■ **JOBS**:
1. Set down the passage from the text on modeling a water storage tank, beginning at the words "Answers (2)" and stopping after the words "under faulty conditions.".
2. Extract the lines of the records that begin at the line containing "Challenge round — find the smiling young" and stop after the line containing "[676,111,753,208]", keeping both of those lines.

■ **DOCUMENT**:
>> Begin

I was thinking to consider model a simple system like a water storage tank with two pumps and two valves aimed at maintaining a certain set point. I am uncertain about where to begin. should I start by modeling water tank system using differential equations that describe the rate of change of water level in the tank to generate data representing normal operating conditions. Then I would introduce faults in the form of sensors biases to generate faulty data. I am not aware on how one can model bias to accurately represent the behavior of a sensor. Also, how can I apply regression techniques to predict the water level if I lack actual measurements?

Answers (2)

SOUMNATH PAUL
SOUMNATH PAUL on 28 Nov 2023
Hi,
To my understanding you are trying to:
  1. Conduct diverse data analyses using Python/MATLAB for a process objective.
  2. Seeking help for a basic linear method and an advanced method.
  3. You are considering modelling a water storage tank with 2 pumps and 2 valves aimed at maintaining set point.
  4. You want to begin by modelling the water tank system using differential equations to generate data representing normal operating conditions.
  5. You want to simulate faults by introducing biases in sensor data, reflecting sensor behaviour under faulty conditions.
  6. Address the challenge of accurately modelling sensor biases to realistically represent their behavior in a faulty scenario.
  7. Explore how regression techniques can be applied to predict water levels in the absence of direct measurements.
Here are some suggestions that you can follow:
  1. Begin the project by focusing on modelling a water storage tank system using Simulink. Here’s how you can do this https://in.mathworks.com/help/slcontrol/gs/watertank-simulink-model.html
  2. Kindly utilize differential equations to precisely describe the dynamics of the system, particularly the rate of change of water level in the tank.

>> End

Rows from a box labeling dataset
>> Begin

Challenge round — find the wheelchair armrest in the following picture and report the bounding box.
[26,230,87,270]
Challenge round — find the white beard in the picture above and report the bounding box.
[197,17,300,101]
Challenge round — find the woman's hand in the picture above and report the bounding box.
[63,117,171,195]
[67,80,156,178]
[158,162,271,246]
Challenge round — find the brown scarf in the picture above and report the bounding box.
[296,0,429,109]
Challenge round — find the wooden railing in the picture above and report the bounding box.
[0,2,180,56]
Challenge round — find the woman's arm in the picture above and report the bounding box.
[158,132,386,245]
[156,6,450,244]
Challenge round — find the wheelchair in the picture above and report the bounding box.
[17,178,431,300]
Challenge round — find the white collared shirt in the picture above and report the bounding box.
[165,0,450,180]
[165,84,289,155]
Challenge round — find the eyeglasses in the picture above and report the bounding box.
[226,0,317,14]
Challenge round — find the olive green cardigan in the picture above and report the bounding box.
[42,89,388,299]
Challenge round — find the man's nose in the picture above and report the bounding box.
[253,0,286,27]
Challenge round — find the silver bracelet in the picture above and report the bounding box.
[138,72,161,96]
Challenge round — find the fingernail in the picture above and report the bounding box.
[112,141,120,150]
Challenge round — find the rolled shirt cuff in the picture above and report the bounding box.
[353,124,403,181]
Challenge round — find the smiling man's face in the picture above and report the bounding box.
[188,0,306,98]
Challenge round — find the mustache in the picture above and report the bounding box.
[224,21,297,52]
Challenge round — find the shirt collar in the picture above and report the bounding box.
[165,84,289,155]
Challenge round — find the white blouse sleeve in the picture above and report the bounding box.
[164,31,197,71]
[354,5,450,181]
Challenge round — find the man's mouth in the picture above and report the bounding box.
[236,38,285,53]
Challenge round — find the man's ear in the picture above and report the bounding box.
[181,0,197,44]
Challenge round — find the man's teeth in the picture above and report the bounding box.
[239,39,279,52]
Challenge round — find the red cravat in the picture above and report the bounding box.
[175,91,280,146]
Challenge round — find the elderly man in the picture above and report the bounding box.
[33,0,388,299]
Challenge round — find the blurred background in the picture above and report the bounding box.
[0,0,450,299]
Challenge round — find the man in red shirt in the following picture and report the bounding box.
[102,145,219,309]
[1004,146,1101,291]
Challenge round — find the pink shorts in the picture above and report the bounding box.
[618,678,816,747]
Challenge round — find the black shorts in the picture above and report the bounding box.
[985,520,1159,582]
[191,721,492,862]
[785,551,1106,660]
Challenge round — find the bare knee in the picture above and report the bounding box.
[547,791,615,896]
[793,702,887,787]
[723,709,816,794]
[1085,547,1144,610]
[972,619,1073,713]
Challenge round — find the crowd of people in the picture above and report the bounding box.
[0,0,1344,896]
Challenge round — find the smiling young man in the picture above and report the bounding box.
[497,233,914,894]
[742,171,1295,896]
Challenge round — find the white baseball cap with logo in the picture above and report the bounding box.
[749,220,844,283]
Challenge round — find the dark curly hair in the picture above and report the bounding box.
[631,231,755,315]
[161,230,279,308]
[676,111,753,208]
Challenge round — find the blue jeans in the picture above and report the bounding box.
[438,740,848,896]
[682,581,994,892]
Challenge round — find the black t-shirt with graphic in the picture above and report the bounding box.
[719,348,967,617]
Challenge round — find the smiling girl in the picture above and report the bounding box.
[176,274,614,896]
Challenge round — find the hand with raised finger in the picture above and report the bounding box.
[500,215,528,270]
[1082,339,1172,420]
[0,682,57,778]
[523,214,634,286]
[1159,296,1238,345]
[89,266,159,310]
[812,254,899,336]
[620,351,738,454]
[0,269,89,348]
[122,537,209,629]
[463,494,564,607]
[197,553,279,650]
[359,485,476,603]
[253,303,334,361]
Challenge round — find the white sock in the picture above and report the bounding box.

>> End

■ **THE RESPONSES**:
1.
Answers (2)

SOUMNATH PAUL
SOUMNATH PAUL on 28 Nov 2023
Hi,
To my understanding you are trying to:
  1. Conduct diverse data analyses using Python/MATLAB for a process objective.
  2. Seeking help for a basic linear method and an advanced method.
  3. You are considering modelling a water storage tank with 2 pumps and 2 valves aimed at maintaining set point.
  4. You want to begin by modelling the water tank system using differential equations to generate data representing normal operating conditions.
  5. You want to simulate faults by introducing biases in sensor data, reflecting sensor behaviour under faulty conditions.

2.
Challenge round — find the smiling young man in the picture above and report the bounding box.
[497,233,914,894]
[742,171,1295,896]
Challenge round — find the white baseball cap with logo in the picture above and report the bounding box.
[749,220,844,283]
Challenge round — find the dark curly hair in the picture above and report the bounding box.
[631,231,755,315]
[161,230,279,308]
[676,111,753,208]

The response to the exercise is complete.